PROBLEM REQUIREMENTS:
Update all of the following items by replacing each occurrence of "service" with "system", leaving every other word unchanged.
==== EXTRACTED RECORDS
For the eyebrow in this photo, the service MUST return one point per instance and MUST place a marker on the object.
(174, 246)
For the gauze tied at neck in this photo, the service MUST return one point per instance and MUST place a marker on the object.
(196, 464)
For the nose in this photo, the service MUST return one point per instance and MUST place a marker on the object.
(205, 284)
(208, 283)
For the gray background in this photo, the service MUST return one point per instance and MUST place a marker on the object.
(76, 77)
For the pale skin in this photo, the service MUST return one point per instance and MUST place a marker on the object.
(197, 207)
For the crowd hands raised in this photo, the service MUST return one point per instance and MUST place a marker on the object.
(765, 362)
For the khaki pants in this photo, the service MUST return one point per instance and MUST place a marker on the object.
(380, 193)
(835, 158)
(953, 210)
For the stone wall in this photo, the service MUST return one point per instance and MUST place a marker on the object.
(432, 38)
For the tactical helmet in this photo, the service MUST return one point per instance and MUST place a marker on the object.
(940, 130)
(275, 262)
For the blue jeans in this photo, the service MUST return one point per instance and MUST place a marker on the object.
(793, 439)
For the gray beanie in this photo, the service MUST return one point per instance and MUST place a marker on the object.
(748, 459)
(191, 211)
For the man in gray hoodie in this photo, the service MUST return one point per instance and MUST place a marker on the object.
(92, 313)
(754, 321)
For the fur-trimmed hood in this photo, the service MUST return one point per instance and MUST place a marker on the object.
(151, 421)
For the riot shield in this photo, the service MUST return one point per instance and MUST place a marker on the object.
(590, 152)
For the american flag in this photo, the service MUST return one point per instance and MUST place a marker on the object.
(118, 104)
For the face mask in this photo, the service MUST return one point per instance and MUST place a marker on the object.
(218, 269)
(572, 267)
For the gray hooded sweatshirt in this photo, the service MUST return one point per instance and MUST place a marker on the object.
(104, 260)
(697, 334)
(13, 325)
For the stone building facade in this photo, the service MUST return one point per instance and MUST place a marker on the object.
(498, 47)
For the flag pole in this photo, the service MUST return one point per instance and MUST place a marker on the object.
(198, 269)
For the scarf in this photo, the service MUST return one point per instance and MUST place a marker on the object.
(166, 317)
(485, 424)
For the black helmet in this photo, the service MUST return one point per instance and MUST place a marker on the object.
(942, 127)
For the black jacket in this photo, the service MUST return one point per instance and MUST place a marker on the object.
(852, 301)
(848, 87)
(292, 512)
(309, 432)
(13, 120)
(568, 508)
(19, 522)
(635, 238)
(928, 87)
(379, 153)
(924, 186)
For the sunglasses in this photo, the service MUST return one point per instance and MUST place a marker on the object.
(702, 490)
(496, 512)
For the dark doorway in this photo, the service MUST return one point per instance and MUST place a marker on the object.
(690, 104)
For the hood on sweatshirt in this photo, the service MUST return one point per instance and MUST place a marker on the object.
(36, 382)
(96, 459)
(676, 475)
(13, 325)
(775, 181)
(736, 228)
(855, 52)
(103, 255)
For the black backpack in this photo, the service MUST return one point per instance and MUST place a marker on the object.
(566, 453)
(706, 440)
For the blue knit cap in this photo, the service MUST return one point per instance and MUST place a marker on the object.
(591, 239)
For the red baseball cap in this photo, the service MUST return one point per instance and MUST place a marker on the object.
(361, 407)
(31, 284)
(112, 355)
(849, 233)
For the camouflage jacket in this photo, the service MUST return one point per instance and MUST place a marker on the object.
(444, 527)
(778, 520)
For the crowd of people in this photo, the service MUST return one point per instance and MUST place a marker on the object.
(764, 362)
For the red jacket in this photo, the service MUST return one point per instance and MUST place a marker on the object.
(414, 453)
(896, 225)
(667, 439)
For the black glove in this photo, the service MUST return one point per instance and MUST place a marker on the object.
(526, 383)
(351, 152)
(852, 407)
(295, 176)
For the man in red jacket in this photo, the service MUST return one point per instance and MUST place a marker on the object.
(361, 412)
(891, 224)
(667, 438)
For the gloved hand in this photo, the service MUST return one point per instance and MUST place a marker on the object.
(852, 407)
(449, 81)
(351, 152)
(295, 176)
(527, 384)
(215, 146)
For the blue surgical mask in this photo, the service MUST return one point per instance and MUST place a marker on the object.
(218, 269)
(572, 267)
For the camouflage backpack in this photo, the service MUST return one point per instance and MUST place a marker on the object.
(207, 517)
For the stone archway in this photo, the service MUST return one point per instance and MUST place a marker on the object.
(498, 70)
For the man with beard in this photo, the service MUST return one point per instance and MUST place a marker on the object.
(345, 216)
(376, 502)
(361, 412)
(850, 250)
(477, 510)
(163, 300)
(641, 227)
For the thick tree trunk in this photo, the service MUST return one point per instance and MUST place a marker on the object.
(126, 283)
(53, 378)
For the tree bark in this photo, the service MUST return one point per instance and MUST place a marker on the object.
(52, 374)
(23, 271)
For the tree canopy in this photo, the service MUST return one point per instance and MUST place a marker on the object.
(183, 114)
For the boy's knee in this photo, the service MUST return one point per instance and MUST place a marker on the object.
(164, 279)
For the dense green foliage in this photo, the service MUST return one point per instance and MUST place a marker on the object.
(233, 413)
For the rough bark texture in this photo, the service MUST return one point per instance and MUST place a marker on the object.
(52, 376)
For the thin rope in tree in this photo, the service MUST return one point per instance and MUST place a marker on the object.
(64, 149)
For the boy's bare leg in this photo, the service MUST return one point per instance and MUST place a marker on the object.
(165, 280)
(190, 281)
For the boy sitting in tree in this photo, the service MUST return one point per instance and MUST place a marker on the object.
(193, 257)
========
THE SOLUTION:
For the eyebrow in this photo, the system MUST return one point per instance and MUST place a marker on the object.
(174, 246)
For the gauze tied at neck in this photo, the system MUST return one point per instance and MUST place a marker on the object.
(196, 464)
For the nose in this photo, the system MUST return one point per instance and MUST place a marker on the object.
(205, 284)
(208, 283)
For the gray background in this photo, the system MUST return one point per instance and MUST place a marker on the object.
(76, 77)
For the pale skin in this photo, the system MUST return one point per instance and MUST place a marker on the object.
(197, 207)
For the crowd hands raised in this photo, the system MUST return one point per instance and MUST place a marker on the object.
(765, 362)
For the khaki pants in this photo, the system MUST return one point per instance and MUST place a marker on the object.
(380, 193)
(835, 158)
(953, 210)
For the stone wall in this photo, the system MUST return one point per instance and MUST place a marker on the object.
(432, 38)
For the tactical helmet in this photo, the system MUST return one point per instance and MUST place a marker on the object.
(940, 130)
(275, 262)
For the blue jeans in this photo, the system MUST return one point per instance and MUST place a marker on the object.
(793, 439)
For the gray beanie in this photo, the system MUST return one point per instance and MUST place a marker on the object.
(748, 459)
(191, 211)
For the man in gray hoodie in this photo, the system MUST return one point per instance and MUST place a marker on the object.
(92, 313)
(754, 321)
For the fur-trimmed hood in this photo, the system MUST return one point per instance and MUST place a marker on the object.
(151, 421)
For the riot shield in this photo, the system MUST return one point per instance and MUST place a marker on the object.
(590, 152)
For the american flag in this photo, the system MUST return one point per instance and MUST place a marker on the object.
(118, 104)
For the face mask in this photo, the system MUST return one point per instance and MUST place a marker on the object.
(218, 269)
(572, 267)
For the gray hooded sweatshirt in this photo, the system MUST return one point per instance and MUST place a marker on the object.
(104, 260)
(697, 334)
(13, 325)
For the stone building facade in this photo, the system MUST return one point per instance and MUST place a marker on the object.
(498, 47)
For the flag pole in this photo, the system MUST return one point per instance and MUST place a marker on the object.
(198, 269)
For the scarf in this photo, the system MUST return one point per instance and MUST place a marker on the object.
(166, 317)
(485, 424)
For the black helmet in this photo, the system MUST return one point per instance and MUST place a marker on the object.
(942, 127)
For the black jacket in this photo, the system MUST return one point per instance and MUST place a marker on the object.
(852, 301)
(848, 87)
(292, 512)
(309, 432)
(13, 120)
(568, 508)
(19, 522)
(635, 238)
(928, 87)
(379, 153)
(924, 186)
For the sunglasses in this photo, the system MUST return one point per instance and MUST place a marker on the object.
(702, 490)
(496, 512)
For the dark doorway in this photo, the system MUST return one point per instance and MUST place a marker on the object.
(690, 104)
For the hood on sweatshirt in this photo, the system MUST return one point per instance and MUST place a marker on the object.
(36, 382)
(96, 459)
(676, 475)
(13, 325)
(775, 181)
(736, 228)
(855, 52)
(103, 255)
For the black backpack in this photo, the system MUST return one point per instance and MUST place a marker on the object.
(566, 453)
(706, 440)
For the blue knit cap in this photo, the system MUST return one point per instance and MUST place a marker on the object.
(591, 239)
For the red baseball cap in this photo, the system MUST return one point per instance and MUST place a marker on the object.
(361, 407)
(31, 284)
(112, 355)
(849, 233)
For the camouflage jacket in this photo, the system MUST return one point per instance and MUST place a marker on the object.
(444, 527)
(778, 520)
For the crowd of people in this photo, the system MUST return one point per instance and MUST place a marker on the object.
(764, 362)
For the red jacket in this photo, the system MUST return one point per instance and MUST place a marker on the object.
(414, 453)
(896, 225)
(667, 439)
For the black glove in this photo, the system MUST return one point per instance and MUST place a marker on the object.
(526, 383)
(351, 152)
(852, 407)
(295, 176)
For the man in red jacket in this photo, the system MUST return one point per instance and MUST place a marker on the object.
(361, 412)
(891, 224)
(667, 438)
For the gloved hand in this photo, the system MUST return one point per instance and MUST place a marker on the object.
(852, 407)
(449, 81)
(351, 152)
(295, 176)
(527, 384)
(215, 146)
For the blue surgical mask in this photo, the system MUST return one point per instance and MUST place a marker on the object.
(218, 269)
(572, 267)
For the camouflage backpack in this photo, the system MUST return one point per instance and MUST place a marker on the object.
(207, 517)
For the stone archway in this photo, the system MUST return one point per instance and MUST place a marker on the object.
(498, 70)
For the man with beard in this photo, the system MUST return one point per instance and MUST place a marker on the object.
(345, 216)
(376, 502)
(361, 412)
(850, 250)
(477, 510)
(163, 300)
(641, 227)
For the thick tree trunk in this photo, the system MUST return one point per instance and MUST place a marker on the object.
(126, 283)
(53, 378)
For the tree bark in this photo, the system MUST return one point per instance and MUST place a marker on the object.
(52, 374)
(23, 271)
For the tree canopy in this photo, the system MUST return one point per instance and MUST place a marker on the object.
(183, 114)
For the boy's knee in this photo, the system MUST return one point per instance and MUST place a marker on the object.
(164, 279)
For the dense green foliage in this photo, the system MUST return one point per instance and MUST place a marker on the object.
(233, 413)
For the rough bark texture in this photo, the system MUST return one point per instance and MUST place a marker on the object.
(52, 376)
For the thin rope in tree in this photo, the system MUST return one point per instance and MUST place a marker on the object.
(64, 149)
For the boy's bare leg in this photo, the system MUST return one point per instance and MUST place a marker on the object.
(165, 280)
(190, 281)
For the boy sitting in tree in this photo, the system MUST return one point per instance and MUST place a marker on the object.
(193, 257)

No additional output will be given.